What to produce:
Render the records as a two-column Markdown table headed Row and Record line, with one numbered row per non-blank line. Leave the pictures out.

Stored rows:
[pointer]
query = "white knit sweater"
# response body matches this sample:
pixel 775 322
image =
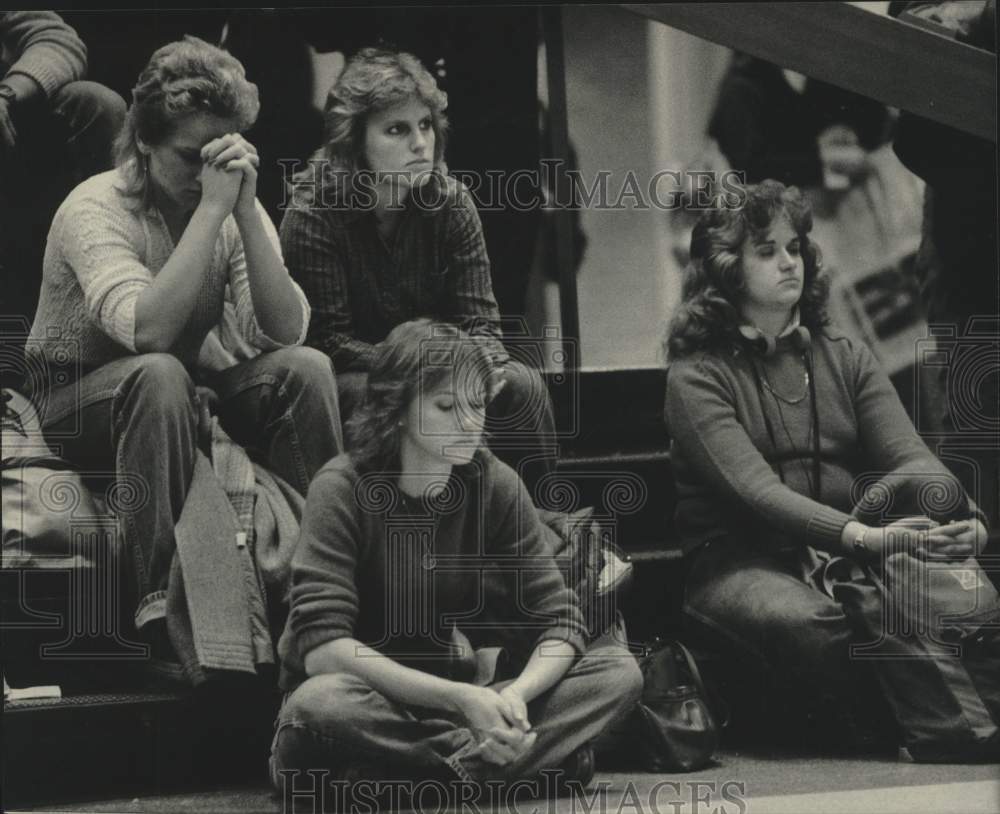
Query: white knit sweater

Complete output:
| Row | Record line |
|---|---|
| 1 | [pointer] |
| 2 | query = "white knit sweater" |
| 3 | # response body matches this sample: |
| 4 | pixel 775 322 |
| 5 | image = |
| 6 | Query: white knit sweater |